Convert the material, from its very first line through the line containing "110 127 L 109" (that line included), into a Markdown table with the columns Row and Line. Number each line in Row, put its text in Line, and leave out blank lines and the picture.

**INPUT DATA**

— Begin —

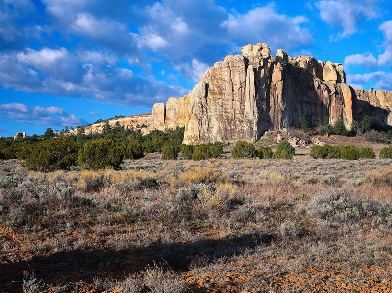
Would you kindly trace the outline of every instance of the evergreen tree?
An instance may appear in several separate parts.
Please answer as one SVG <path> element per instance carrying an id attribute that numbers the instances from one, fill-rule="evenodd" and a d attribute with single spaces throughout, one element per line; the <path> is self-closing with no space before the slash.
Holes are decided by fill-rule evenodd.
<path id="1" fill-rule="evenodd" d="M 355 136 L 358 132 L 358 122 L 355 120 L 351 121 L 351 124 L 350 125 L 350 132 L 351 135 Z"/>
<path id="2" fill-rule="evenodd" d="M 84 134 L 84 126 L 78 126 L 78 135 Z"/>
<path id="3" fill-rule="evenodd" d="M 333 124 L 333 132 L 339 135 L 347 135 L 347 129 L 345 124 L 340 120 L 336 120 Z"/>
<path id="4" fill-rule="evenodd" d="M 360 125 L 364 131 L 369 131 L 371 129 L 371 118 L 368 115 L 365 115 Z"/>
<path id="5" fill-rule="evenodd" d="M 300 129 L 302 129 L 304 132 L 307 132 L 309 131 L 309 126 L 304 116 L 301 117 L 298 127 Z"/>
<path id="6" fill-rule="evenodd" d="M 52 128 L 47 128 L 46 131 L 45 131 L 45 133 L 44 133 L 44 138 L 52 138 L 54 136 L 54 132 L 53 131 L 53 129 Z"/>
<path id="7" fill-rule="evenodd" d="M 110 127 L 109 122 L 107 120 L 103 124 L 103 126 L 102 126 L 102 133 L 110 133 L 112 127 Z"/>

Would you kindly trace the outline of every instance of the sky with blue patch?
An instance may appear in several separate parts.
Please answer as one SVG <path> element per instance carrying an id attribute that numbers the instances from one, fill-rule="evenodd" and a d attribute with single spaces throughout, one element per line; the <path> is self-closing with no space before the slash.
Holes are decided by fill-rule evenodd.
<path id="1" fill-rule="evenodd" d="M 392 90 L 392 1 L 0 0 L 0 136 L 149 112 L 227 55 L 344 64 L 355 88 Z"/>

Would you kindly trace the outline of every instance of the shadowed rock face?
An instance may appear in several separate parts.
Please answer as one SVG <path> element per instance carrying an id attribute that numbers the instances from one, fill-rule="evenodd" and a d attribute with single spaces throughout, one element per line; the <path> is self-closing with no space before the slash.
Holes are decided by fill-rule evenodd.
<path id="1" fill-rule="evenodd" d="M 154 105 L 152 129 L 184 126 L 184 143 L 230 143 L 254 142 L 268 130 L 294 126 L 302 116 L 348 127 L 367 114 L 392 125 L 392 93 L 351 88 L 341 64 L 293 58 L 281 50 L 274 57 L 265 44 L 247 45 L 242 53 L 207 69 L 186 96 Z"/>

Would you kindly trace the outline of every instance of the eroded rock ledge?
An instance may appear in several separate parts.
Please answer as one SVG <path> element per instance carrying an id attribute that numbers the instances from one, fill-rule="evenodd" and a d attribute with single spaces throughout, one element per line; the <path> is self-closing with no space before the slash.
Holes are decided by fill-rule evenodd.
<path id="1" fill-rule="evenodd" d="M 348 127 L 366 114 L 392 125 L 392 92 L 354 89 L 341 64 L 310 56 L 274 57 L 265 44 L 249 44 L 206 70 L 192 91 L 153 107 L 151 129 L 185 126 L 184 143 L 254 142 L 268 130 L 327 117 Z"/>

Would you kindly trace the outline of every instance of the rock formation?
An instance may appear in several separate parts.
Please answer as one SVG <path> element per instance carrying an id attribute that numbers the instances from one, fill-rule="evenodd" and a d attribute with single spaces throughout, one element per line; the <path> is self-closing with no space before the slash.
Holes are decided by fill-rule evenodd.
<path id="1" fill-rule="evenodd" d="M 265 44 L 247 45 L 206 70 L 192 91 L 153 107 L 151 129 L 185 126 L 184 143 L 254 142 L 268 130 L 297 125 L 301 116 L 330 123 L 366 114 L 392 125 L 392 93 L 354 89 L 341 64 L 291 58 Z"/>

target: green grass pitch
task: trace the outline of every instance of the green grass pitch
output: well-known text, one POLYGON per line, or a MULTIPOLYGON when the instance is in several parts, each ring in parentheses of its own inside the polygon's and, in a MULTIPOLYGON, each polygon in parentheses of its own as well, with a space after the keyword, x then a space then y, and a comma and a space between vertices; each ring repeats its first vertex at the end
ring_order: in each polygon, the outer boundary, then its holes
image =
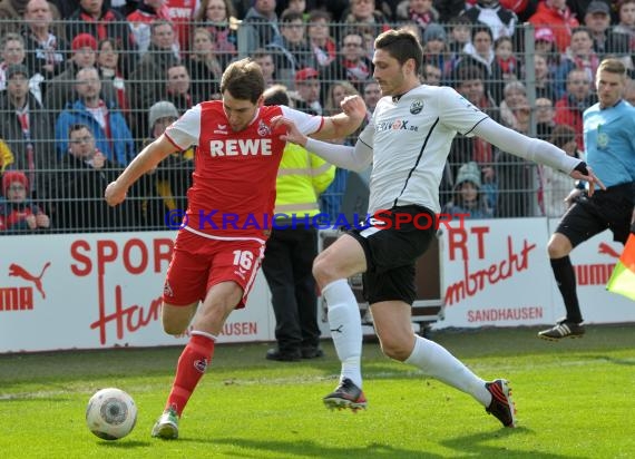
POLYGON ((519 427, 505 429, 469 395, 364 344, 367 411, 329 411, 324 359, 264 359, 267 344, 216 348, 180 420, 180 438, 149 436, 180 349, 0 355, 0 459, 12 458, 633 458, 635 325, 589 326, 545 342, 536 329, 440 331, 432 339, 485 379, 508 378, 519 427), (100 388, 129 392, 135 430, 118 441, 85 424, 100 388))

— End —

**THE SOLUTION**
| Row | Line |
|---|---|
| 1 | Would you kindly trace the outline of every instance of the evergreen tree? |
| 2 | An instance may appear in several separate parts. |
| 3 | Please answer as one SVG <path> element per instance carrying an id attribute that numbers the instances from one, fill-rule="evenodd" and a d attribute with single spaces throughout, one element per line; the <path> is self-closing with no space before the slash. |
| 4 | Holes are decided by fill-rule evenodd. |
| 5 | <path id="1" fill-rule="evenodd" d="M 355 136 L 358 132 L 358 122 L 355 120 L 351 121 L 351 124 L 350 125 L 350 132 L 351 135 Z"/> |
| 6 | <path id="2" fill-rule="evenodd" d="M 84 134 L 84 126 L 78 126 L 78 135 Z"/> |
| 7 | <path id="3" fill-rule="evenodd" d="M 333 124 L 333 132 L 339 135 L 347 135 L 347 129 L 345 124 L 340 120 L 336 120 Z"/> |
| 8 | <path id="4" fill-rule="evenodd" d="M 360 125 L 364 131 L 369 131 L 371 129 L 371 118 L 368 115 L 365 115 Z"/> |
| 9 | <path id="5" fill-rule="evenodd" d="M 300 129 L 302 129 L 304 132 L 307 132 L 309 131 L 309 126 L 304 116 L 301 117 L 298 127 Z"/> |
| 10 | <path id="6" fill-rule="evenodd" d="M 52 128 L 47 128 L 46 131 L 45 131 L 45 133 L 44 133 L 44 138 L 52 138 L 54 136 L 54 132 L 53 131 L 53 129 Z"/> |
| 11 | <path id="7" fill-rule="evenodd" d="M 110 127 L 109 122 L 107 120 L 103 124 L 103 126 L 102 126 L 102 133 L 110 133 L 112 127 Z"/> |